Does each statement below agree with the excerpt on Way2VAT's acquisition of RBCVAT Limited? Answer yes or no for each and quote the deciding words. (a) The deal was completed on 30 September 2025. (b) Way2VAT's net loss grew by 14%. (c) Way2VAT declared a dividend.

• _Text excerpt_
··········
Strategic Acquisition Strengthens European Presence

In a significant strategic move, Way2VAT completed the acquisition of RBCVAT Limited, a UK-based VAT advisory and compliance specialist with over two decades of operational history. Finalised on 30 September 2025, the deal enhances Way2VAT’s advisory capabilities and complements its automated technology platform, marking a key step in expanding its footprint across Europe. The acquisition was funded through a well-supported capital raising, including a $4.1 million placement in September 2025, supplemented by earlier convertible notes and share placements.

Financial Performance and Cost Management

Despite the acquisition-related expenses and one-off costs, Way2VAT narrowed its net loss by 14% to AUD 4.8 million. Excluding these acquisition and performance-based option expenses, the underlying business achieved a 5% reduction in costs on a like-for-like basis compared to FY24. This reflects disciplined cost management amid the company’s transition towards a business model with four distinct revenue streams and a greater emphasis on recurring SaaS revenues.

Capital Raising and Balance Sheet Position

To support its growth and acquisition strategy, Way2VAT raised over AUD 8.6 million during 2025 through placements and convertible notes, attracting strong interest from institutional and sophisticated investors. The company ended the year with total assets of AUD 12.3 million and a net tangible asset position improving to negative AUD 0.008 per share from negative AUD 0.036 per share in 2024. No dividends were declared, consistent with the company’s focus on reinvestment and expansion.
··········
• _Extracted records_
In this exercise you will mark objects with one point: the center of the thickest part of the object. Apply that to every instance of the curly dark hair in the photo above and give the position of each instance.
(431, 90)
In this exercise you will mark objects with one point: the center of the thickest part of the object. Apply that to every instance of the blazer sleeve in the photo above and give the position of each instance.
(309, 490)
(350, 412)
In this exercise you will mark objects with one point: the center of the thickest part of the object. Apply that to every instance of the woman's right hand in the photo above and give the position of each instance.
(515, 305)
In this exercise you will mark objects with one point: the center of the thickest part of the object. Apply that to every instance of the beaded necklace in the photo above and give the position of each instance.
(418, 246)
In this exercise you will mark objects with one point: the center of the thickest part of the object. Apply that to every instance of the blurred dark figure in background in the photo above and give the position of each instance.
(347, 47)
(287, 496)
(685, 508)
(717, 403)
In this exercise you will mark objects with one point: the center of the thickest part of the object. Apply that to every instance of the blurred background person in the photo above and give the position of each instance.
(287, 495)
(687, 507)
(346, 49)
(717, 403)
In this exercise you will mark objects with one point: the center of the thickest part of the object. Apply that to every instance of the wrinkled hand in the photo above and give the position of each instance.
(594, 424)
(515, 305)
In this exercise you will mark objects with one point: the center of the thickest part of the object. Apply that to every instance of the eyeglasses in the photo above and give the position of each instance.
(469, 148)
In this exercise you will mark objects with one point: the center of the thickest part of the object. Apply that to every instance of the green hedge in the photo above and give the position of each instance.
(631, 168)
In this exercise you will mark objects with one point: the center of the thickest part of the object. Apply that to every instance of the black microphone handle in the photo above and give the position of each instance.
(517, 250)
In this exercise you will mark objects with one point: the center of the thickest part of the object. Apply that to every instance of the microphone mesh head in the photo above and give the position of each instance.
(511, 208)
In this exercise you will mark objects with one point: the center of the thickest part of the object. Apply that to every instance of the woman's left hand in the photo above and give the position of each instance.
··········
• _Response to the task_
(a) Yes: "Finalised on 30 September 2025"
(b) No: "Way2VAT narrowed its net loss by 14% to AUD 4.8 million"
(c) No: "No dividends were declared"